(Region annotation entries)

»»

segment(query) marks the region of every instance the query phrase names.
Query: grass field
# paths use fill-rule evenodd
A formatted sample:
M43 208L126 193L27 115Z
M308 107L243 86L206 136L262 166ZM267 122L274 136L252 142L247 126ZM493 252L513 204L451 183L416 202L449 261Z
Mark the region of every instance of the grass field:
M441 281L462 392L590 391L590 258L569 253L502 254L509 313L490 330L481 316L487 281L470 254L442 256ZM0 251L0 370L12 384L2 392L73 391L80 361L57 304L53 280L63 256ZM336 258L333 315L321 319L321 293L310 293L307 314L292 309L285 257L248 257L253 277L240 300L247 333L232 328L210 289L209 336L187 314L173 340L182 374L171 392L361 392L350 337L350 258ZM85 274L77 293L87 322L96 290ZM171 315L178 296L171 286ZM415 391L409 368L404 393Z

««

* WRITTEN INSTRUCTION
Write out every item above again, reproducing each line character for character with no changes.

* PROBLEM SOLUTION
segment(query) marks the region of every instance the query phrase names.
Query: grass field
# paths use fill-rule evenodd
A formatted sample:
M43 208L126 193L27 115Z
M308 107L243 86L206 136L262 166ZM267 122L274 136L252 142L247 126ZM493 252L513 204L451 183L416 202L449 261Z
Mark the region of every instance of the grass field:
M441 281L462 392L590 391L590 258L569 253L502 254L509 313L490 330L481 316L487 281L470 254L442 256ZM0 251L0 370L12 384L2 392L73 391L80 361L57 304L53 280L63 256ZM336 258L333 315L321 319L321 293L310 293L307 314L292 309L285 257L248 257L253 277L240 300L247 333L232 328L210 289L209 336L187 314L173 340L182 374L171 392L361 392L350 337L350 258ZM85 274L77 293L87 322L96 290ZM171 315L178 296L171 286ZM415 391L409 368L404 393Z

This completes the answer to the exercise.